== Exercise ==
Recast the text lines of the material below as a Markdown table with the columns Num and Line, numbering each line and skipping blank lines. Omit the pictures from the table.

Items stored from a collection:
►
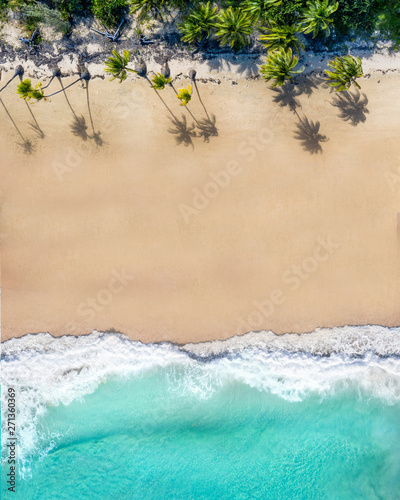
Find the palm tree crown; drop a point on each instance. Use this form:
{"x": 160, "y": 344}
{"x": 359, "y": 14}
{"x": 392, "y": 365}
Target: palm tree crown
{"x": 160, "y": 81}
{"x": 234, "y": 26}
{"x": 280, "y": 66}
{"x": 316, "y": 16}
{"x": 27, "y": 92}
{"x": 346, "y": 70}
{"x": 117, "y": 65}
{"x": 259, "y": 9}
{"x": 184, "y": 95}
{"x": 199, "y": 23}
◄
== Problem solution ==
| Num | Line |
|---|---|
| 1 | Find the palm tree crown; drop a point on each instance. Use this form: |
| 2 | {"x": 160, "y": 344} |
| 3 | {"x": 359, "y": 14} |
| 4 | {"x": 392, "y": 365} |
| 5 | Target: palm tree crown |
| 6 | {"x": 160, "y": 81} |
| 7 | {"x": 234, "y": 26} |
| 8 | {"x": 280, "y": 66} |
| 9 | {"x": 316, "y": 16} |
| 10 | {"x": 27, "y": 92} |
| 11 | {"x": 346, "y": 70} |
| 12 | {"x": 117, "y": 65} |
| 13 | {"x": 259, "y": 9} |
| 14 | {"x": 184, "y": 95} |
| 15 | {"x": 199, "y": 23} |